JUDICIAIRE : L’année des remous au sommet et du départ de Bernard Sik Yuen

Le judiciaire en 2013 a été principalement marqué par les remous au sommet même de ce secteur, qui semblait être le symbole de la sérénité tant que les relations entre les Brother Judges paraissaient toujours bonnes. L’année se termine également avec la fin de la carrière de Bernard Sik Yuen, qui fête aujourd’hui, 31 décembre, ses 67 ans. Il part donc à la limite de l’âge autorisé par la loi pour opérer comme juge.
L’année a débuté de manière tonitruante avec l’affaire Nandanee Soornack, une femme d’affaires, de surcroît activiste rouge. Cette femme avait tiré elle-même la première balle, avec une motion logée devant le juge en chambre le samedi 5 janvier. Elle avait recherché et obtenu un gagging order intérimaire qu’a émis le juge Bushan Domah, selon lequel il était interdit à la presse d’évoquer des détails ayant trait à sa personne et aux membres de sa famille.

____________________

§ CONSIGNES
A. Pourriez-vous reproduire à l'identique l'article sur le judiciaire en 2013, du titre à la dernière phrase ?
B. Pouvez-vous transformer en liste numérotée les lignes du listing allant de celle qui contient « Where can the palm tree » jusqu'à la fin du listing, ces deux bornes comprises et sans les lignes vides ?

____________________

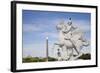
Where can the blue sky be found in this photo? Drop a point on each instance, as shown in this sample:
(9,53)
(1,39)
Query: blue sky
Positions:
(37,25)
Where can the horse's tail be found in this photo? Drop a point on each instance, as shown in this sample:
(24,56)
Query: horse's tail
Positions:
(86,43)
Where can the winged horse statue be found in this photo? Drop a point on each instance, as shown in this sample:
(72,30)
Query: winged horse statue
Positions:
(70,37)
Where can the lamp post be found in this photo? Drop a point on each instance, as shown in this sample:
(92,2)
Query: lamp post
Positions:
(47,48)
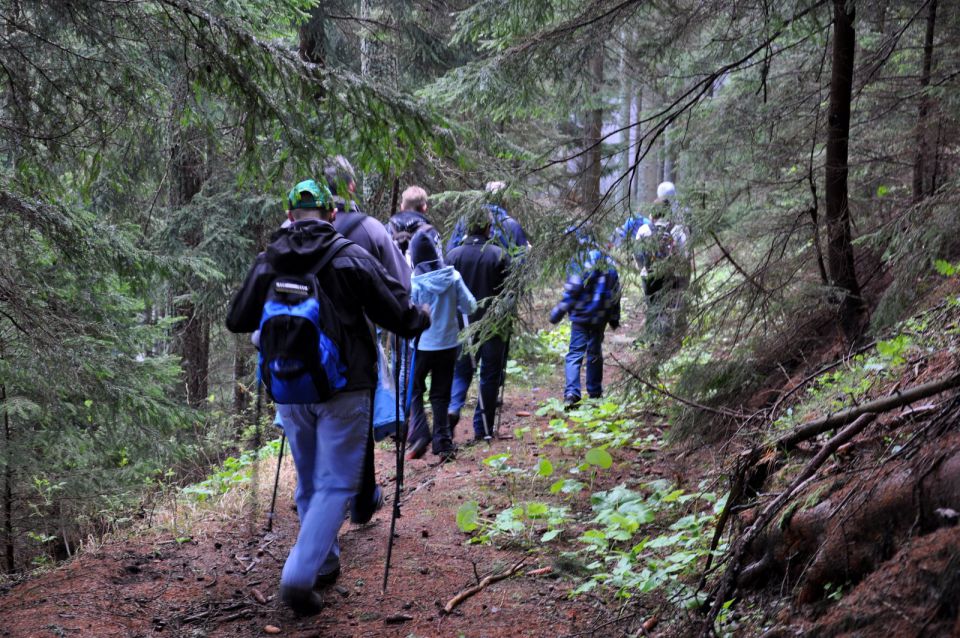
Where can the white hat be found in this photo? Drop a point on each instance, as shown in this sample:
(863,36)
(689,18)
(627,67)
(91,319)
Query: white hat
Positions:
(666,190)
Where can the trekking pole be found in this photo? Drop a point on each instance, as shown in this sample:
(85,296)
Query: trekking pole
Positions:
(503,383)
(276,482)
(487,433)
(401,440)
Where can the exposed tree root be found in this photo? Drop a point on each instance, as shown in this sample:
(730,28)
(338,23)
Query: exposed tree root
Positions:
(858,526)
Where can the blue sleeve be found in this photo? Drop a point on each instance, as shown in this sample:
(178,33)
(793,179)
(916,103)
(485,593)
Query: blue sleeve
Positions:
(573,291)
(456,238)
(466,302)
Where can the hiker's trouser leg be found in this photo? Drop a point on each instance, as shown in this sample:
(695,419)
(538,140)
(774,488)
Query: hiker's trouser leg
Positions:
(490,361)
(462,378)
(594,362)
(442,363)
(574,361)
(419,428)
(327,443)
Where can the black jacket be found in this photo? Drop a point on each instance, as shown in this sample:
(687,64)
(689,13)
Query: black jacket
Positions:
(483,266)
(354,281)
(369,234)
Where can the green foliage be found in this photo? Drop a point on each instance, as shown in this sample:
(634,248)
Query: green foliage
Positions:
(591,423)
(234,472)
(665,560)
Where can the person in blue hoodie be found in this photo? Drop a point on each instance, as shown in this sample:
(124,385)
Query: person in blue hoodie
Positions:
(592,299)
(443,289)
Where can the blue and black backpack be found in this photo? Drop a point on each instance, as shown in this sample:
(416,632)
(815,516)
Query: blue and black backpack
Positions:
(300,358)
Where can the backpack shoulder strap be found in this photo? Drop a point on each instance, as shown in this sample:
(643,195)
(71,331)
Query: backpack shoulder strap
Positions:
(354,224)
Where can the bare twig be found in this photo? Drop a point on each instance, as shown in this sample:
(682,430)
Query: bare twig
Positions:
(483,584)
(885,404)
(728,582)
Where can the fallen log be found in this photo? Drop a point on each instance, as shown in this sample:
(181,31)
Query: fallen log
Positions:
(483,584)
(819,426)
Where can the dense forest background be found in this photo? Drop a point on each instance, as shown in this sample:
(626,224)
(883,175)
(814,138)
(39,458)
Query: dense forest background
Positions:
(146,147)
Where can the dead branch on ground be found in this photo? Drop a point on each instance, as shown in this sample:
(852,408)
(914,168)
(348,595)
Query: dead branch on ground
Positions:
(483,584)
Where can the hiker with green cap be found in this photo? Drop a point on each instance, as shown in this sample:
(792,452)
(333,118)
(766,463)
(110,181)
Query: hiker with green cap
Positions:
(330,439)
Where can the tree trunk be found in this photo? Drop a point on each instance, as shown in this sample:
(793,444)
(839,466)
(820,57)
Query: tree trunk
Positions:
(650,167)
(188,173)
(593,129)
(7,486)
(626,117)
(924,164)
(241,370)
(312,43)
(840,258)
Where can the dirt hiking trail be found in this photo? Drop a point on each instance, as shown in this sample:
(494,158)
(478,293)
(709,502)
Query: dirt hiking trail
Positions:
(224,580)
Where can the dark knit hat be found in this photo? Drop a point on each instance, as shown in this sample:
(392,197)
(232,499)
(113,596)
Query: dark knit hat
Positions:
(424,250)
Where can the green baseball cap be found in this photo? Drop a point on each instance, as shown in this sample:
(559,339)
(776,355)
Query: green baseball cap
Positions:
(309,194)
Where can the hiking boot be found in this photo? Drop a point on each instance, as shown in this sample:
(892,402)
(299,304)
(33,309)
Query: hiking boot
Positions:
(447,454)
(325,580)
(416,449)
(360,515)
(452,419)
(303,602)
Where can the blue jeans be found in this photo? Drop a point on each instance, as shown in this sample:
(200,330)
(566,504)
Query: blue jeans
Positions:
(584,341)
(328,442)
(439,364)
(490,361)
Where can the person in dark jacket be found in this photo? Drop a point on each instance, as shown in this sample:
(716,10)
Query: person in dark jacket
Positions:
(330,442)
(591,298)
(411,217)
(484,267)
(505,230)
(357,226)
(443,289)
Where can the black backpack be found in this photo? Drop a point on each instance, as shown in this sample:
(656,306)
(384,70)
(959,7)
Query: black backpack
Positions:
(402,227)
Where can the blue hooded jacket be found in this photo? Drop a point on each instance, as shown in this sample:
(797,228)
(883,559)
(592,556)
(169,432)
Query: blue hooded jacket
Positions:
(591,295)
(443,289)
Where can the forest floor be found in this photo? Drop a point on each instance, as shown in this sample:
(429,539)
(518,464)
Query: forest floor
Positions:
(222,579)
(218,574)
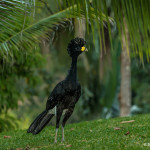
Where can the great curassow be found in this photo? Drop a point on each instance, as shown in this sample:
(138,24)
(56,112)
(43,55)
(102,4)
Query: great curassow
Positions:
(64,96)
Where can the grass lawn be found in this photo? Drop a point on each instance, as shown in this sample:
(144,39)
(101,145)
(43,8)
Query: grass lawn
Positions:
(100,134)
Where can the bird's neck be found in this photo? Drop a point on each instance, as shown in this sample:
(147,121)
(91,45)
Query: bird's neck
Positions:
(72,73)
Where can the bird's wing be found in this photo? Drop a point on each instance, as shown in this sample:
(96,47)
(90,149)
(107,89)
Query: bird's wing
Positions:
(55,96)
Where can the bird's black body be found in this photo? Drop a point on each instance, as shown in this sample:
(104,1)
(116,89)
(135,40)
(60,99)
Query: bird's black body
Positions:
(64,96)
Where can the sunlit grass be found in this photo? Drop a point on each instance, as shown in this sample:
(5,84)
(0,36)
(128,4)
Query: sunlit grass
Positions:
(98,134)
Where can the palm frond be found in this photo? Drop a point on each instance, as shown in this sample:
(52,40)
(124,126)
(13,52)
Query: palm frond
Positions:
(18,34)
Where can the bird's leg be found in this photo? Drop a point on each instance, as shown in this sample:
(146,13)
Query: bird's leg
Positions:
(66,117)
(56,136)
(58,116)
(62,134)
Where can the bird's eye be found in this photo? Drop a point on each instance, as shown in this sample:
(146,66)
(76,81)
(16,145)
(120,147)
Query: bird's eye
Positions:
(82,48)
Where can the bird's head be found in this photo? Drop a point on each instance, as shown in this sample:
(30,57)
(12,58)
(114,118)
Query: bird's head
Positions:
(76,47)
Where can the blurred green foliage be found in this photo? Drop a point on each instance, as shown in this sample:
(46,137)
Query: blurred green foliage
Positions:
(27,78)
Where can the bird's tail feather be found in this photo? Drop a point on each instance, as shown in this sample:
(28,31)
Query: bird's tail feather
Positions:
(40,122)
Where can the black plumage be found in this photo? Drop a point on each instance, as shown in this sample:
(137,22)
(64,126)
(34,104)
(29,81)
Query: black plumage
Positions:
(64,96)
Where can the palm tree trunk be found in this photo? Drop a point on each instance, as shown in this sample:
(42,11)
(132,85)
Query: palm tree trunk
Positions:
(125,93)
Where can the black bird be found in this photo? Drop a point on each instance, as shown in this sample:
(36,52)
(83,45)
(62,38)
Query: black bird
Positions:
(64,96)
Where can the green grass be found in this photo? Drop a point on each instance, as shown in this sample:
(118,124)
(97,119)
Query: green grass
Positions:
(98,134)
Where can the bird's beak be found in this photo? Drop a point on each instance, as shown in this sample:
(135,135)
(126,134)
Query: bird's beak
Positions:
(86,50)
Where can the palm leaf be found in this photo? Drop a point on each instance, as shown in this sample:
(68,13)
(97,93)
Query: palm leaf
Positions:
(18,34)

____________________

§ SOLUTIONS
A.
JUDICIAIRE : L’année des remous au sommet et du départ de Bernard Sik Yuen

Le judiciaire en 2013 a été principalement marqué par les remous au sommet même de ce secteur, qui semblait être le symbole de la sérénité tant que les relations entre les Brother Judges paraissaient toujours bonnes. L’année se termine également avec la fin de la carrière de Bernard Sik Yuen, qui fête aujourd’hui, 31 décembre, ses 67 ans. Il part donc à la limite de l’âge autorisé par la loi pour opérer comme juge.
L’année a débuté de manière tonitruante avec l’affaire Nandanee Soornack, une femme d’affaires, de surcroît activiste rouge. Cette femme avait tiré elle-même la première balle, avec une motion logée devant le juge en chambre le samedi 5 janvier. Elle avait recherché et obtenu un gagging order intérimaire qu’a émis le juge Bushan Domah, selon lequel il était interdit à la presse d’évoquer des détails ayant trait à sa personne et aux membres de sa famille.

B.
1. Where can the palm tree trunk be found in this photo? Drop a point on each instance, as shown in this sample:
2. (42,11)
3. (132,85)
4. Query: palm tree trunk
5. Positions:
6. (125,93)
7. Where can the black bird be found in this photo? Drop a point on each instance, as shown in this sample:
8. (36,52)
9. (83,45)
10. (62,38)
11. Query: black bird
12. Positions:
13. (64,96)
14. Where can the green grass be found in this photo? Drop a point on each instance, as shown in this sample:
15. (118,124)
16. (97,119)
17. Query: green grass
18. Positions:
19. (98,134)
20. Where can the bird's beak be found in this photo? Drop a point on each instance, as shown in this sample:
21. (135,135)
22. (126,134)
23. Query: bird's beak
24. Positions:
25. (86,50)
26. Where can the palm leaf be found in this photo? Drop a point on each instance, as shown in this sample:
27. (68,13)
28. (97,93)
29. Query: palm leaf
30. Positions:
31. (18,34)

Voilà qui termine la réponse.